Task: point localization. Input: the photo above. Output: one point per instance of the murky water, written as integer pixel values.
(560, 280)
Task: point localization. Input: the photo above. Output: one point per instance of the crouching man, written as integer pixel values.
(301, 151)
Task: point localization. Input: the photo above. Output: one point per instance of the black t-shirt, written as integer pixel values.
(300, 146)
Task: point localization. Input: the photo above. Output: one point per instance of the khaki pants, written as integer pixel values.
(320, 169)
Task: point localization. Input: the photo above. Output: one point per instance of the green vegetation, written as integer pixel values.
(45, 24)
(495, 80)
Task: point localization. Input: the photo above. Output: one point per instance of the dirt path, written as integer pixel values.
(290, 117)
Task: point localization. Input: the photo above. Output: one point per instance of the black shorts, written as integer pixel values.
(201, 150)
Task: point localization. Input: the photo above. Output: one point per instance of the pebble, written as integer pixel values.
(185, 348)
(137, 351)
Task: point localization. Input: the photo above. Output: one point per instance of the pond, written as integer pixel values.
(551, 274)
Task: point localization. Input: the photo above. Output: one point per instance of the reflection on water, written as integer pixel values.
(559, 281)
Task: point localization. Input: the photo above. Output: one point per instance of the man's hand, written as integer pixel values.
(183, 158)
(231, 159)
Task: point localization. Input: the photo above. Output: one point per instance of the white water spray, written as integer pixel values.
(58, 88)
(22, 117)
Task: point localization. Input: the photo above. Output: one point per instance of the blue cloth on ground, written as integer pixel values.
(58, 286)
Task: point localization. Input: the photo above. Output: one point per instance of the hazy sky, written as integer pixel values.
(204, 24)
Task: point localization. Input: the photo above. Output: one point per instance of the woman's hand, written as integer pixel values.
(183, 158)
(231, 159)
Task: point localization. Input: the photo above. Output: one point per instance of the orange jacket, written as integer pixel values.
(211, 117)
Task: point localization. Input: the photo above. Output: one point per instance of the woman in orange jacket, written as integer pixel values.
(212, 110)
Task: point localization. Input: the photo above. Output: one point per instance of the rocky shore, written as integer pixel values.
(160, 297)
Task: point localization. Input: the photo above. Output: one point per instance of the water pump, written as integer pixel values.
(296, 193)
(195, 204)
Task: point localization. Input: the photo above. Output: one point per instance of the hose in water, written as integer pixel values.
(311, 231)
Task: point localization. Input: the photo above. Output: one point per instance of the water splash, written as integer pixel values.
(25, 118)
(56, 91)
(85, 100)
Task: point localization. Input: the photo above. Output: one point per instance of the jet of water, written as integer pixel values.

» What to do:
Please transcribe every line of the data above without changing anything.

» Answer in full:
Task: point localization. Input: the photo above. Output: one point per instance of the murky water, written as integer pixel values.
(560, 280)
Task: point localization. Input: the photo above. Output: one point per instance of the crouching man, written as integer pixel values.
(301, 151)
Task: point localization. Input: the photo above. Output: one point per instance of the black t-shirt, written as integer pixel values.
(300, 146)
Task: point localization. Input: the photo above. Output: one point per instance of the khaki pants, written as integer pixel values.
(320, 169)
Task: point localization. Input: the photo above. Output: one point per instance of the green vegetation, written as integer pixel values.
(45, 24)
(495, 80)
Task: point localization. Input: the photo above. Output: one point per instance of the dirt path, written as integer pixel values.
(290, 117)
Task: point localization. Input: the photo above. Output: one point per instance of the black shorts, written as integer pixel values.
(201, 150)
Task: point localization. Input: the photo above. Output: one point per instance of the pebble, written as integer pixel values.
(185, 348)
(137, 351)
Task: point localization. Input: the photo above. Output: one point per instance of the pond, written as integer pixel values.
(551, 274)
Task: point localization. Input: the photo above. Output: one point per instance of the reflection on water, written as integer pixel values.
(559, 281)
Task: point localization. Input: the photo above. Output: one point per instance of the man's hand, written as integer pixel values.
(183, 158)
(231, 159)
Task: point localization. Input: the photo above. Output: one point per instance of the white water spray, written as integer pixel values.
(58, 88)
(22, 117)
Task: point localization. Input: the photo above. Output: one point per instance of the blue cloth on ground, written as integer pixel values.
(58, 286)
Task: point localization. Input: the photo above. Output: one point per instance of the hazy sky, written as integer pixel values.
(204, 24)
Task: point localization. Input: the photo above. Output: one point per instance of the woman's hand, written as integer pixel values.
(183, 158)
(231, 159)
Task: point localization. Input: the photo above. Output: one point per instance of the orange jacket, written as integer pixel values.
(211, 117)
Task: point localization. Input: the photo above. Output: one point per instance of the woman in orange jacket, written as integer pixel values.
(212, 110)
Task: point localization. Input: the photo above. Output: one point per instance of the rocky shore, written as integer pixel values.
(160, 297)
Task: point localization. Input: the photo above. Output: one point per instance of the water pump, written as integer pixel values.
(296, 193)
(195, 204)
Task: point localization. Input: the photo above. Output: one point per instance of the hose in water, written as integer pixel values.
(311, 231)
Task: point localization. Input: the photo above. Output: one point per instance of the water splash, written as integer pixel values.
(25, 118)
(56, 91)
(85, 100)
Task: point localization. Input: the photo above. Output: one point per instance of the jet of water, written as integer pixel values.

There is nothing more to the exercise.